DATA LISTING -

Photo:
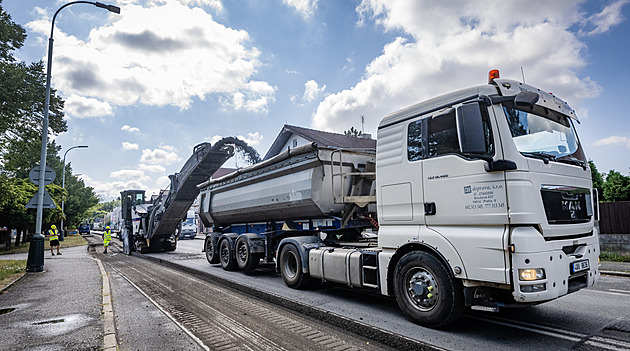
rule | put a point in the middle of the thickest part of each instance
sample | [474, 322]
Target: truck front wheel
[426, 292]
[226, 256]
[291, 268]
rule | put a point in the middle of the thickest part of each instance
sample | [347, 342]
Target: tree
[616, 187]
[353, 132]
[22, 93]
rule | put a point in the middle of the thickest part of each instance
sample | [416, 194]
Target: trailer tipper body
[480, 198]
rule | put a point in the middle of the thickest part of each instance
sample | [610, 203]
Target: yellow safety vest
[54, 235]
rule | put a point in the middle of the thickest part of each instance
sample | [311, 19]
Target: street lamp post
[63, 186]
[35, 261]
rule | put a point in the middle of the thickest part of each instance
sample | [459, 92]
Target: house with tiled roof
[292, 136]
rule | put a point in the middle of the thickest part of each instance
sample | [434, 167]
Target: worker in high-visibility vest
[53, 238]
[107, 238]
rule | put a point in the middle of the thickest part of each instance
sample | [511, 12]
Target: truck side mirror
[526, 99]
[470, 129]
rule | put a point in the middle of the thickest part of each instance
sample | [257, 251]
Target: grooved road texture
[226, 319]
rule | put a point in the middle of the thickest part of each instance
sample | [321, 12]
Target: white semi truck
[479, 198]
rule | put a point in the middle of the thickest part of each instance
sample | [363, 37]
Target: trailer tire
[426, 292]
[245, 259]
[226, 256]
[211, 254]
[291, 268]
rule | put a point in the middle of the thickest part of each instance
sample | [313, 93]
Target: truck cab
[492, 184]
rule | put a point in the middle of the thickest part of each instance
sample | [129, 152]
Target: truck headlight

PROBLEM DESCRIPTION -
From the material above, copy everything exactly but the pictures.

CORRECT RESPONSE -
Photo:
rule | put a point in the middle of the thickest part of each instance
sample | [474, 322]
Target: truck front wheel
[426, 292]
[226, 256]
[291, 268]
rule | put a point in the middle of the thickest part of each instance
sample | [347, 342]
Target: tree
[616, 187]
[353, 132]
[22, 93]
rule | put a point in the middle of the thickest part of each instance
sample | [416, 194]
Target: trailer tipper body
[480, 198]
rule | put a point in the middle of the thickest part of each instance
sample | [610, 203]
Target: yellow safety vest
[54, 235]
rule | put a point in the middle of the thickest part of each instance
sample | [311, 19]
Target: street lamp post
[63, 186]
[35, 261]
rule | put a point in the middle of the thickest part of each instance
sample | [459, 92]
Target: house with tiled roof
[292, 136]
rule | put a point in the middle of the thickest part of each instance
sample | [434, 167]
Target: worker in high-visibility vest
[53, 238]
[107, 238]
rule | put a point in the middle of the thickest part of each instance
sample | [511, 12]
Target: truck side mirror
[526, 99]
[470, 129]
rule | put a point in the middle of the thickest part of each instance
sample | [257, 251]
Target: grooved road texture
[226, 319]
rule | put a point in the middle of the thickest part of each instance
sample | [321, 12]
Target: white semi truck
[479, 198]
rule | put a point in the middle of the thickest part of each instance
sample | [363, 37]
Target: trailer tire
[426, 292]
[245, 259]
[226, 256]
[211, 254]
[291, 268]
rule | put a point in the middle of the thickest part of each instance
sample | [313, 93]
Target: truck cab
[492, 184]
rule | put a point in the middle of the thickest part of each instance
sample | [129, 152]
Target: truck headlight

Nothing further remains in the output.